Write out every entry below exactly as it appears. Pictures do not belong in the copy.

• • • • •

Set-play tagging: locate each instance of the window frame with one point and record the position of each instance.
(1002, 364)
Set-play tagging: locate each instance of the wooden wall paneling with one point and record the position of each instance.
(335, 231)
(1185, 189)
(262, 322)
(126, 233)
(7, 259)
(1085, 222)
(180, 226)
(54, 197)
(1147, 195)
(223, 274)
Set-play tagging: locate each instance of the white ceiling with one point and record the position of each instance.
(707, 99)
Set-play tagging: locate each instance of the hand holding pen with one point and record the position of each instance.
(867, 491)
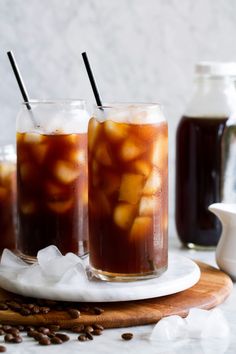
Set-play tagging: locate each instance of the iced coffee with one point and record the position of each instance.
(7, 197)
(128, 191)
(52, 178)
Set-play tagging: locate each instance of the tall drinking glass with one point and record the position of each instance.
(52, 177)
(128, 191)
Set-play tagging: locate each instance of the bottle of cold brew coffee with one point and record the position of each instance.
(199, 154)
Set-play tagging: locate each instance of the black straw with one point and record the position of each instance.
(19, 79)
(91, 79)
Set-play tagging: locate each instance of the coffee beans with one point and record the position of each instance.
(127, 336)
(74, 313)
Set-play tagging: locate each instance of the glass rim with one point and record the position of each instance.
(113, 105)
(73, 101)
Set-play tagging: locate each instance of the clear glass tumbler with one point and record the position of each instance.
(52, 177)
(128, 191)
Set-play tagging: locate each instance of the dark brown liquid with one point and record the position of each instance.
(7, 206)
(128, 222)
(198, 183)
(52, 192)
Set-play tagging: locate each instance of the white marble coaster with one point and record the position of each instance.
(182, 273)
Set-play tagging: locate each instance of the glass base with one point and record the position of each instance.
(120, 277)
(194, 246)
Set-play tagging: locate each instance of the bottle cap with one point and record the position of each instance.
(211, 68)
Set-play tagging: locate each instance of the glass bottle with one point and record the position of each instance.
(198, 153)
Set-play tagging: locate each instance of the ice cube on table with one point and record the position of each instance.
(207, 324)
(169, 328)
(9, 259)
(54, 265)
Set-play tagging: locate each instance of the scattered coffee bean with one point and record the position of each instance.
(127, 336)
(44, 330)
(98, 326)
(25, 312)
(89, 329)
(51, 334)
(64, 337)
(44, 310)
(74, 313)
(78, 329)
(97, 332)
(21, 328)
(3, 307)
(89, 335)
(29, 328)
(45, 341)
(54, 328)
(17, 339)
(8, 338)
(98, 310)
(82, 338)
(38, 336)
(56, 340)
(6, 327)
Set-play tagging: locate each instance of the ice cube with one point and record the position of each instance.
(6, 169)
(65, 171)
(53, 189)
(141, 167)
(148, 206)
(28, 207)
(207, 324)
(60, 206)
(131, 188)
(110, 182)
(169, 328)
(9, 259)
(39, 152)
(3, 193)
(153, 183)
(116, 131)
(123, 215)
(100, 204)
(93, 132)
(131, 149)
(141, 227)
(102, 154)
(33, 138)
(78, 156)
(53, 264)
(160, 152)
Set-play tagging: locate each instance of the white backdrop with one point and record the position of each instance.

• • • • •

**TASK SOLUTION**
Set-play tagging: locate each instance of the window frame with one point and record the position of each instance.
(1002, 364)
Set-play tagging: locate each instance of the wooden wall paneling with one point and record the position of each instance.
(335, 231)
(1185, 189)
(262, 322)
(126, 233)
(7, 259)
(1085, 222)
(180, 226)
(54, 197)
(1147, 195)
(223, 274)
Set-play tagging: locate each instance of the white ceiling with one point and record the position of each instance.
(707, 99)
Set-play tagging: locate each instance of the hand holding pen with one point and record the position of each instance.
(867, 491)
Set-play tagging: locate each instance of the iced coffee with one point and record the position of each instance.
(7, 197)
(128, 191)
(52, 178)
Set-play tagging: locate each instance of the tall drinking glass with one point and record the position of each instance.
(52, 177)
(128, 191)
Set-play tagging: locate each instance of the bottle of cold brew coffee with one point and record the position of each instance.
(199, 154)
Set-play tagging: locate each instance of the black straw with one point and record the position of each instance.
(19, 79)
(91, 79)
Set-play tagging: locate each instance of the coffee beans with one point and record the position of each instance.
(127, 336)
(74, 313)
Set-play tagging: locate each instance of the glass rim with one point and record the position of each instance.
(113, 105)
(73, 101)
Set-play tagging: locate each instance of the clear glass tumbler with one point and record the position of each instance.
(52, 177)
(128, 191)
Set-play tagging: locate each instance of the dark brown liquid with one point and record the position of each instance.
(7, 206)
(128, 222)
(198, 183)
(52, 192)
Set-play tagging: locate each instance of the white marble coaster with one point and record the position of each instance.
(182, 273)
Set-play tagging: locate each instance of the glass base with one point and record the position of each instance.
(120, 277)
(194, 246)
Set-play tagging: locate each instance of the bottle cap with one point and record the position of each instance.
(211, 68)
Set-play tagging: locate each instance of the glass bottle with one point and record the position of each instance.
(198, 153)
Set-play tagging: locate each instance of the ice cube on table with one point and record the position of each instance.
(207, 324)
(169, 328)
(9, 259)
(54, 265)
Set-play tagging: locate each instance of the scattered coffee bean with one point and record the position of each instance.
(127, 336)
(44, 330)
(98, 326)
(25, 312)
(89, 329)
(51, 334)
(64, 337)
(44, 310)
(74, 313)
(78, 329)
(97, 332)
(21, 328)
(3, 307)
(89, 335)
(29, 328)
(45, 341)
(54, 328)
(17, 339)
(8, 338)
(98, 310)
(82, 338)
(38, 336)
(56, 340)
(6, 327)
Set-play tagging: locate each instance of the ice cube with one point and record the position of each instance.
(6, 169)
(65, 171)
(53, 189)
(141, 167)
(148, 206)
(28, 207)
(207, 324)
(60, 206)
(131, 188)
(110, 182)
(169, 328)
(9, 259)
(39, 152)
(3, 193)
(153, 183)
(116, 131)
(123, 215)
(100, 204)
(93, 132)
(131, 149)
(141, 227)
(102, 154)
(33, 138)
(78, 156)
(53, 264)
(160, 152)
Set-play tagging: locate each instance of the white backdrop with one point and record the position of each instance.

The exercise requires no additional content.